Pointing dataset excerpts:
────────────────────
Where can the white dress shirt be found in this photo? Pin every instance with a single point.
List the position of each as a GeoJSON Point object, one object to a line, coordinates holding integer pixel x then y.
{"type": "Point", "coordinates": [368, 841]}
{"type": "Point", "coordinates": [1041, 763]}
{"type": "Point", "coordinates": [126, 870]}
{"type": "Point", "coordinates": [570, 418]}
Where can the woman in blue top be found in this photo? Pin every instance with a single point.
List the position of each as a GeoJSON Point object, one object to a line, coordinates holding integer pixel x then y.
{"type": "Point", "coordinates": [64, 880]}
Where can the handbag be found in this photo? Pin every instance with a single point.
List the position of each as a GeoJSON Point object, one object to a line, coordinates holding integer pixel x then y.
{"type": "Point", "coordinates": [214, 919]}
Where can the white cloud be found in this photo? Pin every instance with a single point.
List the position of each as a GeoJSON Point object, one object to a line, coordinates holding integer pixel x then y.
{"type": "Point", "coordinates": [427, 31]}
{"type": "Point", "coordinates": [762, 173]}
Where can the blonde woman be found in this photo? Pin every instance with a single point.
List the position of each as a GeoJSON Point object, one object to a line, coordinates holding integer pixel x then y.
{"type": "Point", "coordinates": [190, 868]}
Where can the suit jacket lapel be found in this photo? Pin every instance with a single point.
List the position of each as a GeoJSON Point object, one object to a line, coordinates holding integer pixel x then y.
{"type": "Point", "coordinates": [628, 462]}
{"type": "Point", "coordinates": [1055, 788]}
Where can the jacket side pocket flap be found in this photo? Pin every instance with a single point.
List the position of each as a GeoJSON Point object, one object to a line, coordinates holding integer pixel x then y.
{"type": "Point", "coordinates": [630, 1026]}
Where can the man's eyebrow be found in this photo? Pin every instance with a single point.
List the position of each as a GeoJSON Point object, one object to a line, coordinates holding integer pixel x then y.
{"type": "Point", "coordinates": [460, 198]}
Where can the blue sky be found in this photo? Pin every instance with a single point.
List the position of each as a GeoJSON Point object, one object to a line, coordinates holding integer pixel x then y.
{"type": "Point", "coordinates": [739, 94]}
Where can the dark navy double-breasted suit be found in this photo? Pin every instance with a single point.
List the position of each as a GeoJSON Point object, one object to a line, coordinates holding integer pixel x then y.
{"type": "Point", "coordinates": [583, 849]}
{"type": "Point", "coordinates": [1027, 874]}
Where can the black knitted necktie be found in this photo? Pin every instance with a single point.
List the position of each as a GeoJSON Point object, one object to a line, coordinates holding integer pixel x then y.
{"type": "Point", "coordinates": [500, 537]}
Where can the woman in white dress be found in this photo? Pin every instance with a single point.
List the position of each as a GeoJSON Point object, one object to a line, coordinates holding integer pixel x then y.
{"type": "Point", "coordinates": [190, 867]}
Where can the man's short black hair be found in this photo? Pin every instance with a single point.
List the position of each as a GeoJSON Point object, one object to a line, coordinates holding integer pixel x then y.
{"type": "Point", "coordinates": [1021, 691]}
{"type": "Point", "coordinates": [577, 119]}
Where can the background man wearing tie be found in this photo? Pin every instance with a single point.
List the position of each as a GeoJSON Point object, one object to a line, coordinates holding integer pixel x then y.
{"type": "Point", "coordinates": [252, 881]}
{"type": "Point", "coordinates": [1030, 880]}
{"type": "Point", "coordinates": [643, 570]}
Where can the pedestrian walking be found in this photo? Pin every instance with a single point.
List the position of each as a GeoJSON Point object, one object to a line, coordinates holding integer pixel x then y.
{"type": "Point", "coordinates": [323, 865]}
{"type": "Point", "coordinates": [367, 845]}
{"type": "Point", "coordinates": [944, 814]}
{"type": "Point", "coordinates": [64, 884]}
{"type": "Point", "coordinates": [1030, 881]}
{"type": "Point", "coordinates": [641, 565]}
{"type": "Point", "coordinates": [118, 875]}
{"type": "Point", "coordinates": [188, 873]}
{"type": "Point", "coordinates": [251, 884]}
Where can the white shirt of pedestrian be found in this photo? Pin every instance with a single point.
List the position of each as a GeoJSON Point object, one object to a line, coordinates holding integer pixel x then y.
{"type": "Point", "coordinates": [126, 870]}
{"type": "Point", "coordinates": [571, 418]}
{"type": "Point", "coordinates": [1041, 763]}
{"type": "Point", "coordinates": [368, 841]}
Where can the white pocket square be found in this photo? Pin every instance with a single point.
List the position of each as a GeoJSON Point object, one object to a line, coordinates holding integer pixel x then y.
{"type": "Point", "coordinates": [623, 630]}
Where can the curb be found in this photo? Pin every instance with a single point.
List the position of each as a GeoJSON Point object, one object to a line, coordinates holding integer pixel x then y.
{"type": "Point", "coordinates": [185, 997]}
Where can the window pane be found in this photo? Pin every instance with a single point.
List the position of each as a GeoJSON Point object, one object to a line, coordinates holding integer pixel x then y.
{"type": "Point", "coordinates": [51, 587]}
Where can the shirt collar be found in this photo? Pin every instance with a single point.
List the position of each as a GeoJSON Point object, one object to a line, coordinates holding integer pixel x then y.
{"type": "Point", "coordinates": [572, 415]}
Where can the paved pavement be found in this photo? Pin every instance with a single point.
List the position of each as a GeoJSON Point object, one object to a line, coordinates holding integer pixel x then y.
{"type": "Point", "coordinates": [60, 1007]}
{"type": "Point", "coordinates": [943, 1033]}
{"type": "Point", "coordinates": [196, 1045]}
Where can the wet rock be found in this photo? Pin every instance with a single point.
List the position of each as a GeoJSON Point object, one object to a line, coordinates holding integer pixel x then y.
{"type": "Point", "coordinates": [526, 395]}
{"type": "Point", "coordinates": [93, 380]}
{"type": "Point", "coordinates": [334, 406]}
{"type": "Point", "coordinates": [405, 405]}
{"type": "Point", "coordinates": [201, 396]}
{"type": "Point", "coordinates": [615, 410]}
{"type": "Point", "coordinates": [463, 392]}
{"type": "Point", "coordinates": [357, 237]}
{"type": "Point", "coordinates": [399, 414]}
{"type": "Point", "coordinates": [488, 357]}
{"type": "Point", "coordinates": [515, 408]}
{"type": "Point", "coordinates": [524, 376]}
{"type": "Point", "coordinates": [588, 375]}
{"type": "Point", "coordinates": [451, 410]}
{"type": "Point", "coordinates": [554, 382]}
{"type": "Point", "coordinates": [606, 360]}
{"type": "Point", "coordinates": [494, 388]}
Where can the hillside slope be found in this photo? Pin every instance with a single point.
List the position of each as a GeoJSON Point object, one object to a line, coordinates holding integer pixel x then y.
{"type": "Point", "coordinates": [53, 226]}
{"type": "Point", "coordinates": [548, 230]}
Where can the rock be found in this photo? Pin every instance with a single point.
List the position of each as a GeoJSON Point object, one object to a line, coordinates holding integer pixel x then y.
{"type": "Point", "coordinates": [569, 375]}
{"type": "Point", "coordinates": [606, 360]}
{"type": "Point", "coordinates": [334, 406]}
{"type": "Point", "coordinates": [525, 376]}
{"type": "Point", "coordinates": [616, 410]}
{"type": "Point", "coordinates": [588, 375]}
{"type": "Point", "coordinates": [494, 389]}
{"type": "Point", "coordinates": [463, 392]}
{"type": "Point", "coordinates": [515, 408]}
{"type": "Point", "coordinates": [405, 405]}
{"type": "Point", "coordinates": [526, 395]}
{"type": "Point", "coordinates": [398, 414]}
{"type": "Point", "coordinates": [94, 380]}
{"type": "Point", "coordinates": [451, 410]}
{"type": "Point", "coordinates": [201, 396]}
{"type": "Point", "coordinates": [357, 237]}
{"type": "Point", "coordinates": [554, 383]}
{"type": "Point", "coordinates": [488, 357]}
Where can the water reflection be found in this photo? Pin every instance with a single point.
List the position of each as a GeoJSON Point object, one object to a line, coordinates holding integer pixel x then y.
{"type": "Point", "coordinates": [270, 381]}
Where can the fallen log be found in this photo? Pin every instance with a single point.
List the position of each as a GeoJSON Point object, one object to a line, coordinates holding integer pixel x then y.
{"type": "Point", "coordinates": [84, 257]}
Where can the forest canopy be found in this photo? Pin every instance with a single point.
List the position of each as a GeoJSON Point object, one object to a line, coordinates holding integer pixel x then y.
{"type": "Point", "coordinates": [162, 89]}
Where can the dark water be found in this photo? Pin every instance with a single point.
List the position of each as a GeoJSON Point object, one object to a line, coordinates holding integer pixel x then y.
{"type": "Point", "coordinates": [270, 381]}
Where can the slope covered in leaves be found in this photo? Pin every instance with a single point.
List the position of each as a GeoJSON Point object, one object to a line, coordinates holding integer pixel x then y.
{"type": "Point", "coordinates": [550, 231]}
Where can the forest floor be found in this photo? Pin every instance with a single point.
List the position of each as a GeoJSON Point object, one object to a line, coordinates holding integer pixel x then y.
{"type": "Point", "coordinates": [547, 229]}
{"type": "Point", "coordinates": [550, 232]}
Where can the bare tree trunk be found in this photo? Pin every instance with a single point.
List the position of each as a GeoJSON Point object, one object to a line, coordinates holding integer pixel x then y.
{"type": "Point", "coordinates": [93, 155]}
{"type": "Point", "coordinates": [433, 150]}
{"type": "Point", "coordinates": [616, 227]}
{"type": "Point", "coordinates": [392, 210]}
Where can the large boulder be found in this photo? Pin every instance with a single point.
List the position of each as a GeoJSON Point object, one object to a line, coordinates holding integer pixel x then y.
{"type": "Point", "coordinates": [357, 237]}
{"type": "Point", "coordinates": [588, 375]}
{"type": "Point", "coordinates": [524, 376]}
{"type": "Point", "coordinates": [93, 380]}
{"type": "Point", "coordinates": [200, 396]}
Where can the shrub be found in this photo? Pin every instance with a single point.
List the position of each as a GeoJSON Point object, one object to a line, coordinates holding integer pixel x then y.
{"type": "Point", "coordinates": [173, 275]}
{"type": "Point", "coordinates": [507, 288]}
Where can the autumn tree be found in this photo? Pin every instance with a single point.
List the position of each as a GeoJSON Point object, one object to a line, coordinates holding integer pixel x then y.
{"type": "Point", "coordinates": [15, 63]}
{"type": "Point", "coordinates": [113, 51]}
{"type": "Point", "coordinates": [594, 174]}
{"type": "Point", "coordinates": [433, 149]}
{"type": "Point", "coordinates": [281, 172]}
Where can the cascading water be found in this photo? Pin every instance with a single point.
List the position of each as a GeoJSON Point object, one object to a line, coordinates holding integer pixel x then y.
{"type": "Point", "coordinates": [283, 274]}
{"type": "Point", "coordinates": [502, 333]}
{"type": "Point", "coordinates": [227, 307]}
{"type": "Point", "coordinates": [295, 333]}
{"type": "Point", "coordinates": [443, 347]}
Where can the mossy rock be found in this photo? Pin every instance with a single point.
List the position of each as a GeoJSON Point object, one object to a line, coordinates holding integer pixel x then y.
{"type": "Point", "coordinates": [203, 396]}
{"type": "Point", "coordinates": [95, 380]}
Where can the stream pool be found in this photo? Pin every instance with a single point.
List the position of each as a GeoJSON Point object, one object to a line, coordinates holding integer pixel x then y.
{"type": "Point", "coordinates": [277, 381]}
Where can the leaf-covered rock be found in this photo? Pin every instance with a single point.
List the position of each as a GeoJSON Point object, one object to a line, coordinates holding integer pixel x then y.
────────────────────
Directions: Copy exactly the lines from the one containing "Where can the mossy" through the last line of the records, both included, and nothing else.

Full response:
Where can the mossy rock be found in this photo? Pin every instance with a single point.
List the position of each as a GeoJSON Point object, one object to a line, coordinates holding integer pixel x then y.
{"type": "Point", "coordinates": [203, 396]}
{"type": "Point", "coordinates": [95, 380]}
Where can the stream pool be found in this photo? Pin every instance with a single point.
List the position of each as a GeoJSON Point object, one object to a line, coordinates holding integer pixel x then y.
{"type": "Point", "coordinates": [277, 381]}
Where can the leaf-covered rock be found in this photo? Pin every instance with a single point.
List the position of each as a GeoJSON Point object, one object to a line, coordinates holding integer pixel x then y.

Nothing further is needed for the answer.